··· EXTRACTED RECORDS ···

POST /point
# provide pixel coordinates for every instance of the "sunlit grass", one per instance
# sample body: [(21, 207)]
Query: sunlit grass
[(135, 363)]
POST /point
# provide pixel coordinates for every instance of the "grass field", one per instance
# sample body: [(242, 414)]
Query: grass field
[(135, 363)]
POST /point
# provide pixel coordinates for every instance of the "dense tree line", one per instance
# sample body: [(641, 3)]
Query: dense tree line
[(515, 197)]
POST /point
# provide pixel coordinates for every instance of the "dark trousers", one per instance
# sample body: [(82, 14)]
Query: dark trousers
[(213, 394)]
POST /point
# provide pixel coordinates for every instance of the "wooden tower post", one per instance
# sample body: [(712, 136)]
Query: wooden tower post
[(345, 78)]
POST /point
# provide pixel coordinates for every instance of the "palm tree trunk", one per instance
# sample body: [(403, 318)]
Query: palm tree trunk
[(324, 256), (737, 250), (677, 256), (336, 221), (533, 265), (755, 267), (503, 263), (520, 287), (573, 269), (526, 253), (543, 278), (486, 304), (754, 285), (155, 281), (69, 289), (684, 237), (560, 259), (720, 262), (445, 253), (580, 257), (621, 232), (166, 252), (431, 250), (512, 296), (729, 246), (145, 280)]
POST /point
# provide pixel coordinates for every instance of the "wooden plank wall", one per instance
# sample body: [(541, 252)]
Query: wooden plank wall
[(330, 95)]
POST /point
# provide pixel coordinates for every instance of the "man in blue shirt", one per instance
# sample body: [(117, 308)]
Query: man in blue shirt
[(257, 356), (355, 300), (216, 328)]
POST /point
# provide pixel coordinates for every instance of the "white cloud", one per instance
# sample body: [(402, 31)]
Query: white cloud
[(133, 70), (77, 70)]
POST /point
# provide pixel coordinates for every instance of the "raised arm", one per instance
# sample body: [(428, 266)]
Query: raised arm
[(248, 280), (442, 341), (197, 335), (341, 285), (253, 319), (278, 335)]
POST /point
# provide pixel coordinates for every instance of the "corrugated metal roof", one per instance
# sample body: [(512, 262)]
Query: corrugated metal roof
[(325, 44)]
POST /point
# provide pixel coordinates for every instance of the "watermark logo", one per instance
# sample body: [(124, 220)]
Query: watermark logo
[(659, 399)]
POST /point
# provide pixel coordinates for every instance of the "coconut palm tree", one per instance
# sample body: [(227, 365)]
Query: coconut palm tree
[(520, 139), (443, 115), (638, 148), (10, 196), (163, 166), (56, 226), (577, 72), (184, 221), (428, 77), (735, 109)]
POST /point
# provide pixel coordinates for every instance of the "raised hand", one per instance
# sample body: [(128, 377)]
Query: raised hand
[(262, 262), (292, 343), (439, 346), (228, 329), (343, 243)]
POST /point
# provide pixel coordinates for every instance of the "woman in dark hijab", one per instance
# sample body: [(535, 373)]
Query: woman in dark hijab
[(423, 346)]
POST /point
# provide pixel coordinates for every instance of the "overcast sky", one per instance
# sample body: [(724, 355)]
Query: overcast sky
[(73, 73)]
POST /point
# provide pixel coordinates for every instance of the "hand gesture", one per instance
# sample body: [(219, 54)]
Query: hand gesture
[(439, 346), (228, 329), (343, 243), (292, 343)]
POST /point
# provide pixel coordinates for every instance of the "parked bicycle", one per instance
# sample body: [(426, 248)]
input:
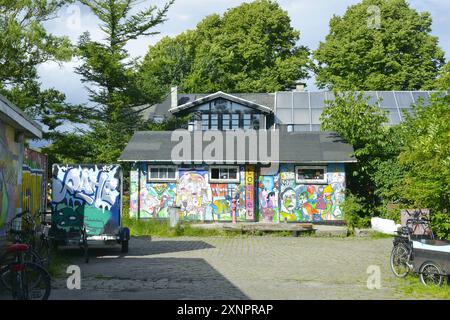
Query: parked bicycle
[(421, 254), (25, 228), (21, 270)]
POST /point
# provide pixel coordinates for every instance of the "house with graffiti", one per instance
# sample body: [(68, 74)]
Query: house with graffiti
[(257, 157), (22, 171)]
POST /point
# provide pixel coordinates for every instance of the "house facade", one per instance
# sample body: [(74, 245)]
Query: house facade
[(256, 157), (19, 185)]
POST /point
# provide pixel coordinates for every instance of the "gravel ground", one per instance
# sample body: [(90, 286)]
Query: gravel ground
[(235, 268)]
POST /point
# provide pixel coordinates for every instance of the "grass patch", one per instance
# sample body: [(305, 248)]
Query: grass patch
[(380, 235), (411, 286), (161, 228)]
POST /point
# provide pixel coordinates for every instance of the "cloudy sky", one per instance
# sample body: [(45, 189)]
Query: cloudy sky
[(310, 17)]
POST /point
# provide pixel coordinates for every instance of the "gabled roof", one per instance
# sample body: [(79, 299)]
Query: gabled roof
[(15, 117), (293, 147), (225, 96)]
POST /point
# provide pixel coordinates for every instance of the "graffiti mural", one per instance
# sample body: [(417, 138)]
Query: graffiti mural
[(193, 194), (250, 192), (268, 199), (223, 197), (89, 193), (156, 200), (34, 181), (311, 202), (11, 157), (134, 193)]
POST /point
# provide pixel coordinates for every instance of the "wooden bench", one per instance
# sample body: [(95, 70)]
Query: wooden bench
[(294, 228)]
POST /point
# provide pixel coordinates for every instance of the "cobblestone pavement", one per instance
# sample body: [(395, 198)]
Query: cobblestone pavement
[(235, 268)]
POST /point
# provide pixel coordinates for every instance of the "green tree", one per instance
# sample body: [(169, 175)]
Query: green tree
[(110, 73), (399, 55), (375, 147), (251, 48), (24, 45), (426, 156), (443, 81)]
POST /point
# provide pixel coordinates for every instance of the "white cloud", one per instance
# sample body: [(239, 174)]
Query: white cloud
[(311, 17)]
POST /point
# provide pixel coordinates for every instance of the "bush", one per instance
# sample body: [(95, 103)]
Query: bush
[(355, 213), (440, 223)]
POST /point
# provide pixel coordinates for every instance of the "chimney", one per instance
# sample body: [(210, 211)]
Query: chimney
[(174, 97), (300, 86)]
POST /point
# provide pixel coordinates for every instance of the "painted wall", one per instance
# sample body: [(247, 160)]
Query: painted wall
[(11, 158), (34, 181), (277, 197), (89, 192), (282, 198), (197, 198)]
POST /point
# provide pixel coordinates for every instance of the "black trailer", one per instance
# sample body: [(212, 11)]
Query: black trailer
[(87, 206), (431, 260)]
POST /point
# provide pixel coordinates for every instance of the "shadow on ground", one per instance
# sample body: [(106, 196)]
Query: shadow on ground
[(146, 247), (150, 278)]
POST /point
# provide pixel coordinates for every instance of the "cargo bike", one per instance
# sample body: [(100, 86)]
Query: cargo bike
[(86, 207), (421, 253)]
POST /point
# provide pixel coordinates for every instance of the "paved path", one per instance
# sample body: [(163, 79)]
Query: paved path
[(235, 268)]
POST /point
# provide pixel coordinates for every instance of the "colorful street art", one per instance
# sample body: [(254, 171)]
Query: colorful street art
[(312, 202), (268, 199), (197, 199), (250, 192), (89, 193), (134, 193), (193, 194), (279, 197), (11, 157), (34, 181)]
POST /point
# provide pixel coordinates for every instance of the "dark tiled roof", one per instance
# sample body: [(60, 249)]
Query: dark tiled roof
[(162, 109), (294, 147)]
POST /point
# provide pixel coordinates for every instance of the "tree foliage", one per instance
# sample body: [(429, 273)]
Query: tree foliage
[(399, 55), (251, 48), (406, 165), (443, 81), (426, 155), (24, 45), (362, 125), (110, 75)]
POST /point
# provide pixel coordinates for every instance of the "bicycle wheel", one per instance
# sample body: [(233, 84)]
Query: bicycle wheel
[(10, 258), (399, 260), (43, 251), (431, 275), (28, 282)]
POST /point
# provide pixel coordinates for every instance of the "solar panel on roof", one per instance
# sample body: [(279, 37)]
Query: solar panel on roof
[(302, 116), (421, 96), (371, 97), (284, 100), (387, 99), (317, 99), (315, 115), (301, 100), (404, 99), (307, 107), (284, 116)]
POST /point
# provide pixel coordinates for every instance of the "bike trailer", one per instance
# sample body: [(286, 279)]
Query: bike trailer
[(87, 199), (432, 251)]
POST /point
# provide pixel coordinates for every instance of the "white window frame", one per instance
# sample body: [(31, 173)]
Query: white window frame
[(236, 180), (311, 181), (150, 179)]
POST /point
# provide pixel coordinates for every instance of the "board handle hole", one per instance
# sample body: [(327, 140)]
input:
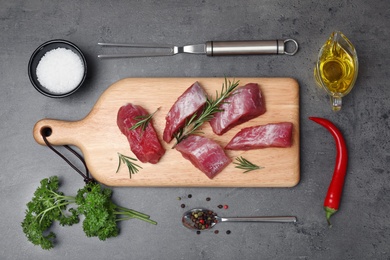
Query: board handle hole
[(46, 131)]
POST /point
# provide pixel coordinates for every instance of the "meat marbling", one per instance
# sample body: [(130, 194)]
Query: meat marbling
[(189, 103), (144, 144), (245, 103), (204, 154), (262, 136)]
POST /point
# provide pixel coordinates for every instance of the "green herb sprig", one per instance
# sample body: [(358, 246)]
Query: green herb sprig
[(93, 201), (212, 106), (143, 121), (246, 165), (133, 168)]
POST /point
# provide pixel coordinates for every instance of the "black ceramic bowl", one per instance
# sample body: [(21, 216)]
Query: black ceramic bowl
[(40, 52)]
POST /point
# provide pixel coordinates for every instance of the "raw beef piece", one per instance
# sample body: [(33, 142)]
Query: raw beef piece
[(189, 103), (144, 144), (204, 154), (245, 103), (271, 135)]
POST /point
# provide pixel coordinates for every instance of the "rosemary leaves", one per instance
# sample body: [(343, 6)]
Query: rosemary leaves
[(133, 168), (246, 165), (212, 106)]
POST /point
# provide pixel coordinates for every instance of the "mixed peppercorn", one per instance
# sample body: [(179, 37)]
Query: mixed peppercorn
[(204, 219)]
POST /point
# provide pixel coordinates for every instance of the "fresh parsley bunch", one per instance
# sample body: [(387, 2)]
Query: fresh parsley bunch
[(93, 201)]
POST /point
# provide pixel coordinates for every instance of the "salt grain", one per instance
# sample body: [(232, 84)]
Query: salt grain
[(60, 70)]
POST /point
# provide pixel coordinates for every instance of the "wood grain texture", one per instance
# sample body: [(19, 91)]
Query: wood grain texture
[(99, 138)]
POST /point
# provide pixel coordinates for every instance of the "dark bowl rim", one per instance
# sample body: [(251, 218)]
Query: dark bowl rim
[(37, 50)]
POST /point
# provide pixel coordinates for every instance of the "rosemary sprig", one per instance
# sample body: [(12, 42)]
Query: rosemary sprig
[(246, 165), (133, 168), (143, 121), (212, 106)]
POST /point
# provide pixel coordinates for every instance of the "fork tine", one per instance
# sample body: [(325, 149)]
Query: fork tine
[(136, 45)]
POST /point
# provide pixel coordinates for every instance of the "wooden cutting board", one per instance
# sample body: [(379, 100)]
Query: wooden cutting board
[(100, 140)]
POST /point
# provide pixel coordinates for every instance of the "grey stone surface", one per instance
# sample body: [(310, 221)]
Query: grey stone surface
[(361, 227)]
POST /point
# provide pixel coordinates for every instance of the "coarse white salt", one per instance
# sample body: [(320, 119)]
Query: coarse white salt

···

List every line of the listing that contains the string "raised". Case counts.

» SOLUTION:
# provide pixel coordinates for every instance of the "raised arm", one per instance
Query: raised arm
# provide pixel coordinates for every instance of the "raised hand", one per instance
Query: raised hand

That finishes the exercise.